+++ Record list
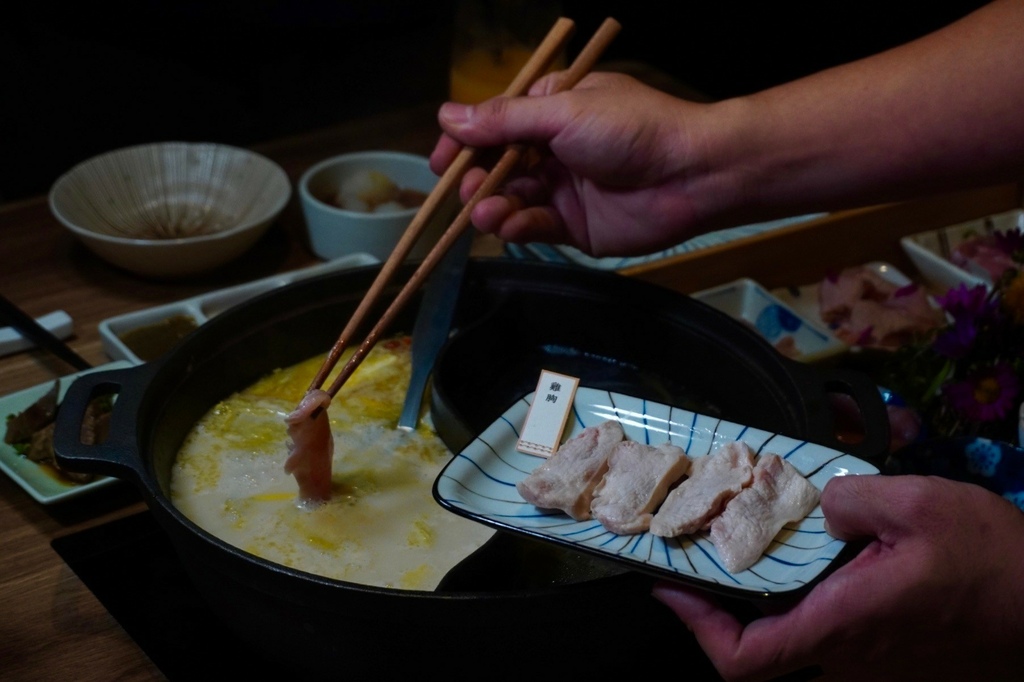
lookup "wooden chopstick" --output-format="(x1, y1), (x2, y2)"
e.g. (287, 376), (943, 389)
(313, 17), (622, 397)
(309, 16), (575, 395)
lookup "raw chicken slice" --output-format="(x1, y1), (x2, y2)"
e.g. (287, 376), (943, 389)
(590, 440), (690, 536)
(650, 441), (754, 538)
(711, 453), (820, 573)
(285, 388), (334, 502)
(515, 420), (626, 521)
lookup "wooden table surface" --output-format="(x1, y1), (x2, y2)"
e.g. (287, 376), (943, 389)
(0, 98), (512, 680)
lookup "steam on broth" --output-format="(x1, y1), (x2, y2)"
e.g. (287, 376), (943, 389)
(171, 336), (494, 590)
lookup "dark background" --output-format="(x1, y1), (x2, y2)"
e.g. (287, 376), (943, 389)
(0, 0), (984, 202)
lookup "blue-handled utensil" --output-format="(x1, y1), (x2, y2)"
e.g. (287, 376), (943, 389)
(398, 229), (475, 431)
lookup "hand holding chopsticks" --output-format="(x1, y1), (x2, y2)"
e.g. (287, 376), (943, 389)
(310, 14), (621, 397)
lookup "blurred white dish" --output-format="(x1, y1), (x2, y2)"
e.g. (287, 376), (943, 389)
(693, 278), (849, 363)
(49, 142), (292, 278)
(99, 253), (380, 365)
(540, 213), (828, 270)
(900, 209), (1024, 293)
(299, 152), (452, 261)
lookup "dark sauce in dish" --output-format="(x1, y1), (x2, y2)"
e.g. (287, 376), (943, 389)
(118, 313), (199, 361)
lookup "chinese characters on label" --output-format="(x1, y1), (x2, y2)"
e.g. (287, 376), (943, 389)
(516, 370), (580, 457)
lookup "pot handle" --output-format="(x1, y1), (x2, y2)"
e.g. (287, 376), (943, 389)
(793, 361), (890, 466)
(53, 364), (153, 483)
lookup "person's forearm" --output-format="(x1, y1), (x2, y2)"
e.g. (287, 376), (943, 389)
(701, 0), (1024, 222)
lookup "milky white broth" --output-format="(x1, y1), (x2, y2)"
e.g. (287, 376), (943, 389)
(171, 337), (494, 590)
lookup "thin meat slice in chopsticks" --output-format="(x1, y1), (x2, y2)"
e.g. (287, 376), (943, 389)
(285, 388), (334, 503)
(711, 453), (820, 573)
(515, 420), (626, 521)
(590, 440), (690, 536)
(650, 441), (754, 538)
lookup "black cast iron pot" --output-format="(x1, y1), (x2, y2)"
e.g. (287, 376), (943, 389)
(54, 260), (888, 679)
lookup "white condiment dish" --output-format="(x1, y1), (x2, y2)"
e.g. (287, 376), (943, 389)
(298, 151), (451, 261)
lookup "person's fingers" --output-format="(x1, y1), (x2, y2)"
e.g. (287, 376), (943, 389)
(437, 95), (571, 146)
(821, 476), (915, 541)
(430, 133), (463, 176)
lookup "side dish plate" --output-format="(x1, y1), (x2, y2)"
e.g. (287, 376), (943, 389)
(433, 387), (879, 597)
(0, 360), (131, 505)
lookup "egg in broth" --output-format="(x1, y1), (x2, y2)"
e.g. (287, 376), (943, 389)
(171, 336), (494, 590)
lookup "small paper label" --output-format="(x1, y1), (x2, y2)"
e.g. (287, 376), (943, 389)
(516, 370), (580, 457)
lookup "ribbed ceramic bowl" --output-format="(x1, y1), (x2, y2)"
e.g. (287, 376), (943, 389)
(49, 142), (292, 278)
++++++
**Aim**.
Count the lines in the records above that contain the string "wooden", with case taken into account. Reply with the number only.

**Answer below**.
2